===== Given data
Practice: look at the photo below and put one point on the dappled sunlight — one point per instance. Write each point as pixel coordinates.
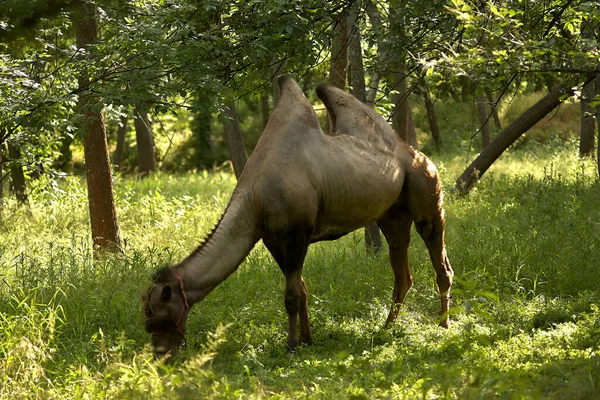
(524, 311)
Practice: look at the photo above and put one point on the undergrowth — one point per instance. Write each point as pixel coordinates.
(525, 318)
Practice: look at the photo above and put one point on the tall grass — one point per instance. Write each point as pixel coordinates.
(524, 245)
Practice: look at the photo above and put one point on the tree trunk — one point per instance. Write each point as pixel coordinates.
(66, 156)
(277, 69)
(433, 125)
(373, 88)
(235, 139)
(376, 20)
(519, 126)
(264, 109)
(597, 86)
(103, 215)
(401, 112)
(588, 125)
(121, 132)
(1, 174)
(356, 76)
(493, 109)
(338, 67)
(16, 173)
(483, 119)
(145, 144)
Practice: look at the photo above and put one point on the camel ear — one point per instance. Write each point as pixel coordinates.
(165, 294)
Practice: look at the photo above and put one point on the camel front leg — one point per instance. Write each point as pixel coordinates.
(296, 294)
(395, 226)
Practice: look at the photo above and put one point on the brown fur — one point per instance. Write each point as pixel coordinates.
(301, 186)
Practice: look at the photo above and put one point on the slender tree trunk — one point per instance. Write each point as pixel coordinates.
(277, 69)
(483, 119)
(519, 126)
(1, 174)
(338, 67)
(401, 112)
(373, 88)
(16, 173)
(120, 149)
(356, 74)
(376, 20)
(493, 109)
(145, 144)
(597, 87)
(235, 139)
(265, 109)
(433, 125)
(201, 127)
(588, 125)
(66, 156)
(103, 215)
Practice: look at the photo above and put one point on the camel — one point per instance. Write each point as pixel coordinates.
(302, 186)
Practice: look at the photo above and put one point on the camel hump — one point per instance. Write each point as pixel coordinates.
(292, 108)
(350, 116)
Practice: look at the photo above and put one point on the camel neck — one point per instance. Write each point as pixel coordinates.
(223, 250)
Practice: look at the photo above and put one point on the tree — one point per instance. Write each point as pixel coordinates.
(120, 148)
(145, 143)
(338, 66)
(431, 115)
(235, 138)
(17, 176)
(103, 214)
(356, 74)
(519, 126)
(588, 126)
(484, 120)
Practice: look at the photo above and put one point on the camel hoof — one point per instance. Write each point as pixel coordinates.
(292, 345)
(307, 341)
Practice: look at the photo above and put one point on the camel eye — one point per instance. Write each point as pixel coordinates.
(148, 312)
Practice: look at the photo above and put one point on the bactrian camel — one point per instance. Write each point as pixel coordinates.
(301, 186)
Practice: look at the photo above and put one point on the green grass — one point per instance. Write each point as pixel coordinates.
(524, 245)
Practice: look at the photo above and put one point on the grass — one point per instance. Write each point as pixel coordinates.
(524, 245)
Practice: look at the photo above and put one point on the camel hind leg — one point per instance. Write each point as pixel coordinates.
(395, 225)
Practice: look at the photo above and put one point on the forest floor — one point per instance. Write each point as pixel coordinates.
(525, 323)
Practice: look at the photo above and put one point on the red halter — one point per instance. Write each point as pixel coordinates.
(184, 307)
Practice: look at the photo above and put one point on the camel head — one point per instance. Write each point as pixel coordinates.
(166, 311)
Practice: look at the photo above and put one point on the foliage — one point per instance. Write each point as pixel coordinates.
(525, 303)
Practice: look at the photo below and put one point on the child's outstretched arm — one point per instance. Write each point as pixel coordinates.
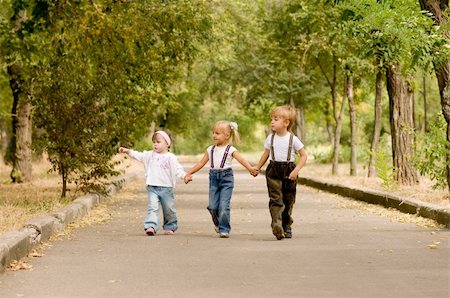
==========
Instructions to follow
Can you write out again only the part of the material that opens with the line containing "the camel head" and runs through the material's last line, both ends included and requests kept? Shift every number in the answer coordinates up by 64, and leave the pictures out.

Solution to the problem
Practice: look at the photo above and put one point on the camel head — one point per instance. Write each point as pixel coordinates.
(230, 375)
Practice: look at the photo above and put one point on the foliage — one point per instance. Write each point as pixel coordinates.
(589, 367)
Practice: look at the photo below and put one point on the child's outstretched arm — one point per instance. Write each point as pixel coordinates.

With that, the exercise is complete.